◆ Job A: In the FDIC passage, what total asset limit makes a banking organization a small entity?

***** Excerpted passage

Under regulations issued by the Small Business Administration, a small entity includes a depository institution, bank holding company, or savings and loan holding company with total assets of $550 million or less (a small banking organization). As of June 30, 2014, there were approximately 3,267 small state nonmember banks and 306 small state savings associations under the FDIC's supervisory jurisdiction.

See 13 CFR 121.201. Effective July 14, 2014, the Small Business Administration revised the size standards for banking organizations to $550 million in assets from $500 million in assets. 79 FR 33647 (June 12, 2014).

The proposed rule is expected only to apply to banking organizations that adhere to the ISDA Protocol, which generally are entities that engage in a substantial amount of cross-border derivatives transactions. Small entities generally would not fall into this category. Accordingly, the FDIC believes that this proposed rule would not have a significant economic impact on small banking organizations supervised by the FDIC and therefore believes that there are no significant alternatives to the issuance of this proposed rule that would reduce the economic impact on small banking organizations supervised by the FDIC.

The FDIC requests comment on its conclusion that the proposed rule would not have a significant economic impact on a substantial number of small entities.

B. Solicitation of Comments on Use of Plain Language

Section 722 of the Gramm-Leach-Bliley Act requires the FDIC to use plain language in all proposed and final rules published after January 1, 2000. The FDIC invites comment on how to make this proposed rule easier to understand. For example:

  • Has the FDIC organized the material to suit your needs? If not, how could the proposed rule be more clearly stated?

**********

◆ Job B: Write out again, unchanged, the lines of the listing below, starting at the line that contains "Find the rainforest" and ending at the last line of the listing.

***** The input

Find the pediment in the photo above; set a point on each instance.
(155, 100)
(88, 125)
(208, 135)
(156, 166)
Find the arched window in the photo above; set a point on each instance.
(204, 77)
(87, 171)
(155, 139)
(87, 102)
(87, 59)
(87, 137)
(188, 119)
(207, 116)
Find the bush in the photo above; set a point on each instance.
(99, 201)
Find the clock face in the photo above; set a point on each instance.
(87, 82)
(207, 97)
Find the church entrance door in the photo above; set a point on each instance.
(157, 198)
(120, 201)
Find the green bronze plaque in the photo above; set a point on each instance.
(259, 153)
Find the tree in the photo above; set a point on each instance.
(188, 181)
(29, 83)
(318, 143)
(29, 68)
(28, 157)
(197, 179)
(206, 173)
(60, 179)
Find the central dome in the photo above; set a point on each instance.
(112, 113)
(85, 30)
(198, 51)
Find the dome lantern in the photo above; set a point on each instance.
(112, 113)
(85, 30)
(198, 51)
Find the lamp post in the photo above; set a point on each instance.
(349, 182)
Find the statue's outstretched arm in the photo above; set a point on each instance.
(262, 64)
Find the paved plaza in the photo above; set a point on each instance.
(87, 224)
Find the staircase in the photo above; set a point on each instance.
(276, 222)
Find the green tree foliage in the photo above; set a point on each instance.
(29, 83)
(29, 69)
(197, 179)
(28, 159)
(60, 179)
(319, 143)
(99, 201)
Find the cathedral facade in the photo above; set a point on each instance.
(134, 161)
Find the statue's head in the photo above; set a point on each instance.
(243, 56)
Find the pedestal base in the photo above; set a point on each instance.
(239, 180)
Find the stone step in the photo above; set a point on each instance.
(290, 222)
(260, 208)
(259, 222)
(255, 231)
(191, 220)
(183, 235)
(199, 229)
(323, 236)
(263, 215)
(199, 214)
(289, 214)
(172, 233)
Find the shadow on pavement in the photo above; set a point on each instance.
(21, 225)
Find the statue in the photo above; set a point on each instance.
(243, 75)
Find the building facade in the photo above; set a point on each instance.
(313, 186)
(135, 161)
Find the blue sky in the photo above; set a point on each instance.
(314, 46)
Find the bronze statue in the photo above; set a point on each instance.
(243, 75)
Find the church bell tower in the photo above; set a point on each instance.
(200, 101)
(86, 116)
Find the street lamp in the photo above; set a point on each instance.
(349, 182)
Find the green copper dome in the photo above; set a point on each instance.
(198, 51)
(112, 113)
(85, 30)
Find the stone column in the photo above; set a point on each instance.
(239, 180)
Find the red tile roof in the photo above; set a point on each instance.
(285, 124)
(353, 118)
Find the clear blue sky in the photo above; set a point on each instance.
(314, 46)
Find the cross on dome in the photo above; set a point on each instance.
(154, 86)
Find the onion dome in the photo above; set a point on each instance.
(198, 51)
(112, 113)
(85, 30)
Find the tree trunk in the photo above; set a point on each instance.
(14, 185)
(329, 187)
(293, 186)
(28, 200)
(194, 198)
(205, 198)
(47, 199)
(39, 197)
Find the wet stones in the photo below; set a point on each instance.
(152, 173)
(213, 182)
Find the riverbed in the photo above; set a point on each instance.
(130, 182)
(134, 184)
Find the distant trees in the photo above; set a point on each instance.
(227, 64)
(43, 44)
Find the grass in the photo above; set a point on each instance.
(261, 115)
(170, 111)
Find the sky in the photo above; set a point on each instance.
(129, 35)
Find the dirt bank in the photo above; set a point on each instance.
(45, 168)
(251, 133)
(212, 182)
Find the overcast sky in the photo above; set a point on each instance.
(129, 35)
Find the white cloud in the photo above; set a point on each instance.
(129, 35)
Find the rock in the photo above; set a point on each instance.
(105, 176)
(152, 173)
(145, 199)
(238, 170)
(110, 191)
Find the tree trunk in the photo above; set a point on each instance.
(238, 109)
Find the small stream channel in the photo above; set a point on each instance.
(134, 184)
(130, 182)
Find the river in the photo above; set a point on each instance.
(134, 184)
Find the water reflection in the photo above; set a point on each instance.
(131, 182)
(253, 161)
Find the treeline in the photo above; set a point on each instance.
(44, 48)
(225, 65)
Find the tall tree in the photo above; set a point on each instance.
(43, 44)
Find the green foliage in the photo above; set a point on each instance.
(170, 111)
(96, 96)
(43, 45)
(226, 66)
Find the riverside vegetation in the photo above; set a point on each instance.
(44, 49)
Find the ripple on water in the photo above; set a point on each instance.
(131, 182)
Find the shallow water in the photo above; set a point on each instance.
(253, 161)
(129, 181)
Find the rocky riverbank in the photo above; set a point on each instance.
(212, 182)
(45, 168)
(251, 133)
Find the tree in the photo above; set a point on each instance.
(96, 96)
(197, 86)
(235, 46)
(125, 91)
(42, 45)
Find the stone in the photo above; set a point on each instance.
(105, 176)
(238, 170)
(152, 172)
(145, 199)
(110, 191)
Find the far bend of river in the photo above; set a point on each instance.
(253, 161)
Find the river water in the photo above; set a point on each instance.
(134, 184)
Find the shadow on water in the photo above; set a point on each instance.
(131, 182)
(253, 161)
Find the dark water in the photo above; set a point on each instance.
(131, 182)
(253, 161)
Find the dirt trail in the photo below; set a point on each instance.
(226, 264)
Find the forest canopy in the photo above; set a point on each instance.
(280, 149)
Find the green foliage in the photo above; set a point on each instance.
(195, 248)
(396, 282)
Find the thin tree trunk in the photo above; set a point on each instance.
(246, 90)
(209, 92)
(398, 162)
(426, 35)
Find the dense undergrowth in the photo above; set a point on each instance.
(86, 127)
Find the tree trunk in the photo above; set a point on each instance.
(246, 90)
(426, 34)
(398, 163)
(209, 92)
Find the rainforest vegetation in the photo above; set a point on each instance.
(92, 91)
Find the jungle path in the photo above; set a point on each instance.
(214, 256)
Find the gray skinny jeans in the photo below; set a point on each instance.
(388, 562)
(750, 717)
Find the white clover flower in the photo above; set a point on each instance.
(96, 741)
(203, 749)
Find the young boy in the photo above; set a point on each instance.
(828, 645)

**********

◆ Exercise solution A: $550 million or less

◆ Exercise solution B:
Find the rainforest vegetation in the photo above; set a point on each instance.
(92, 91)
Find the jungle path in the photo above; set a point on each instance.
(214, 256)
Find the gray skinny jeans in the photo below; set a point on each instance.
(388, 562)
(750, 717)
Find the white clover flower in the photo above; set a point on each instance.
(96, 741)
(203, 749)
Find the young boy in the photo above; set a point on each instance.
(828, 645)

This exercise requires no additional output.